+++ Reading passage

“On every single page I have the word ‘feminism’ or ‘feminist’ with the word ‘boy.'”
Trendy Feminist Children’s Book Will ‘Eradicate Gender’ by Indoctrinating Boys to Wear Dresses and Cook
An upcoming children’s book aims to “normalize boys as feminists” and “eradicate gender stereotypes,” according to the promotional website.
“Feminism Is for Boys” was created by Elizabeth Rhodes, an illustrator based in Portland, Oregon-based who describes herself as “an advocate for women’s rights” and a “self-proclaimed feminist.” According to Rhodes, the book will help parents to “inspire boys to connect with the word feminist,” in part by “representing diverse boys.”
Capturing diversity, Rhodes’ illustrations represent boys and girls of different ethnicities and predilections and claim to show that: “Boys can play sports with girls, wear dresses, cook, play with dolls, express emotions, be friends with all genders, and believe in equality.”
“It has been a common misconception in our culture that feminism is reserved for women, and is pursued at the detriment of men,” Rhodes says on her website. “This is not the case. In fact, when feminism is truly successful, all genders will benefit.”
Rhodes says that the book, which will be released in February, was inspired by her daughter, Alora, “a loud, strong, fierce human” and by her husband, Russell, who, according to Rhodes, “identifies as a feminist and proudly teaches Alora to expect equality.”
In an interview with the Mini Feminist blog, Russell said that he grew up a “happy, smiley kid,” but always felt that his personality did not fit with the concept of masculinity that society expected of him. With his biological father often absent, Russell was raised by his then-step dad, who gave him his last name.

++++++
+++ Study material

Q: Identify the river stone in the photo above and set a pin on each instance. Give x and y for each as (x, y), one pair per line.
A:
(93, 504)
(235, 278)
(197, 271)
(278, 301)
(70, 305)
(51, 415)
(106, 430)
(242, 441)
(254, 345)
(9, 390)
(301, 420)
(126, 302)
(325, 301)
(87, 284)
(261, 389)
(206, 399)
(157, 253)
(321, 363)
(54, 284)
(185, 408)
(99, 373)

++++++

Problem statement: Resume the article on the "Feminism Is for Boys" children's book, starting right after its final sentence.

Task answer:
“I worked through many issues of my own, and struggled through finding out my own sexual, personal, and spiritual identities,” Russell said. “Feminism felt like the obvious choice growing up and I never understood why everybody treated it like a bad word.”
Rhodes said that meeting Russell allowed her to feel for the first time like a woman who’s not expected to fit into a “sexual role.” This sense of liberation gave her the impetus to write the book.
“I had reached a point in my own feminist journey where I wanted to start sharing and being more active in feminist ideas. This book has allowed me to focus some of that energy,” Rhodes told Mini Feminist. “I’m hoping to diminish gender stereotypes and norms. Hopefully, there won’t be taboos around boys wearing dresses, boys playing with dolls, boys cooking, or boys expressing their emotions freely.”
Rhodes believes that the way to make this change is through language. “On every single page I have the word ‘feminism’ or ‘feminist’ with the word ‘boy.’ I wanted to repeat it over and over so it’s ingrained, so those two words together aren’t strange or foreign for people to hear,” she said.
Rhodes follows a contemporary kind of feminism that no longer holds legal equality as the end goal of social progress, but instead targets human psychology, seeking to rewrite entirely how people speak ― and think ― about gender dynamics.